[Position identification records]
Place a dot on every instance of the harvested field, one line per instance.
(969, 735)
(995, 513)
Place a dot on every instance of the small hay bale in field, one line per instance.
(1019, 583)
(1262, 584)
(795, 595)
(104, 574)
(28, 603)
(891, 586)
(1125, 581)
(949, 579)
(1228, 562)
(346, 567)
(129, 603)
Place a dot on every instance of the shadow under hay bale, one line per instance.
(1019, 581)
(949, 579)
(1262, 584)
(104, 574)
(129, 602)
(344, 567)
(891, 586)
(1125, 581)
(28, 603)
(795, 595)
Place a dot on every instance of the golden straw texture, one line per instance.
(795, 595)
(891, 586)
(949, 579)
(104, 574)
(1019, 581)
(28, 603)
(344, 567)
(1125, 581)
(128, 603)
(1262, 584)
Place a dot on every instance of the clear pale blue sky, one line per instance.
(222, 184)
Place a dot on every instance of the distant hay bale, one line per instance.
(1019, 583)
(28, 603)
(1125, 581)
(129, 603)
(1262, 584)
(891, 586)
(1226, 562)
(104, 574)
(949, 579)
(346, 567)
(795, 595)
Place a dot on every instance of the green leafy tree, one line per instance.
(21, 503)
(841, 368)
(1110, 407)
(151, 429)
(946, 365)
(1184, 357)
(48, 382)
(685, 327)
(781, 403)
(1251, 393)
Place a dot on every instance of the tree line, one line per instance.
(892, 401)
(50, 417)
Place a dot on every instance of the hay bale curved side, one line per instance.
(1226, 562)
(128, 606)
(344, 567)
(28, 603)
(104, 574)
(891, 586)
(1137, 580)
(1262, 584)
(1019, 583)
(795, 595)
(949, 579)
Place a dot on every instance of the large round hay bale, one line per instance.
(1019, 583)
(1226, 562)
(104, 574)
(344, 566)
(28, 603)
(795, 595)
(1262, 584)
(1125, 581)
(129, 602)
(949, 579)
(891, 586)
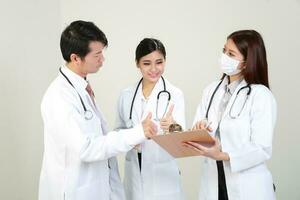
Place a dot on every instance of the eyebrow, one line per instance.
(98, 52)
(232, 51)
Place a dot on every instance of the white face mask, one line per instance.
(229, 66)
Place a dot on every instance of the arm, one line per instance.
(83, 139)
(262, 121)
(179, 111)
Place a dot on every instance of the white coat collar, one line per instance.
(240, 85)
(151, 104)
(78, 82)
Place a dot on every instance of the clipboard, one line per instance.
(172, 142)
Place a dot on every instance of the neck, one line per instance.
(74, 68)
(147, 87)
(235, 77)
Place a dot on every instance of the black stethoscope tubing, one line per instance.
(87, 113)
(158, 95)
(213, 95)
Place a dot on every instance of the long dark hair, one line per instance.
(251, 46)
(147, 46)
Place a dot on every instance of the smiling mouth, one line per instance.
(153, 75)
* * *
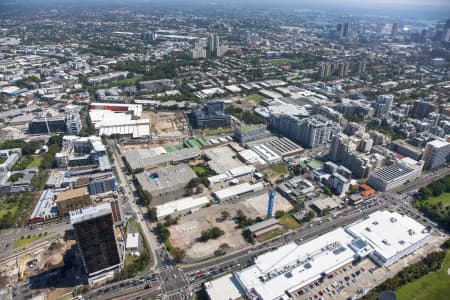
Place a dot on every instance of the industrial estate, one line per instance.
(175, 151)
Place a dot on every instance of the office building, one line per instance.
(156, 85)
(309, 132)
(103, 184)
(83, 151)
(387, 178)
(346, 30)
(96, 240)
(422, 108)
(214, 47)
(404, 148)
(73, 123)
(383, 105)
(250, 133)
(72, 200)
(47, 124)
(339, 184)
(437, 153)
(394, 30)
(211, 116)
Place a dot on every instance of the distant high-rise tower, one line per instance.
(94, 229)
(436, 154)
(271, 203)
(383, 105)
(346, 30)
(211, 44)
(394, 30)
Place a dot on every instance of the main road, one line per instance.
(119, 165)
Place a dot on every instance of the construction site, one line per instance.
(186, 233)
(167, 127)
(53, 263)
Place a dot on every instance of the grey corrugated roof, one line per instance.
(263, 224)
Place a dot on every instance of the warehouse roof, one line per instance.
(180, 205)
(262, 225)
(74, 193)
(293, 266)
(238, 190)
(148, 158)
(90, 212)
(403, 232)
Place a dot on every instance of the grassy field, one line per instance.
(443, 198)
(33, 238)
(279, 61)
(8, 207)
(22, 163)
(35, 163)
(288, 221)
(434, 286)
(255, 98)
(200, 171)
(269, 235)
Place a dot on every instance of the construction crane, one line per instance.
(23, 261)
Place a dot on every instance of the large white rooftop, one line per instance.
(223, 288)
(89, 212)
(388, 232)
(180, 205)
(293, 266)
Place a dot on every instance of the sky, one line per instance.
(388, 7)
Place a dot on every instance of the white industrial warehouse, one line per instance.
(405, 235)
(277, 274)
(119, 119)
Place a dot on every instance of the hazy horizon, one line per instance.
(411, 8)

Task prompt:
Which lines of the material above contain the word "industrial"? Show each of them in full, and treat uppercase and lowercase as different.

Exercise response:
Place a dot on every instance of the industrial estate, one line per instance.
Place a dot on every instance of the white industrial warehouse, one line per instance.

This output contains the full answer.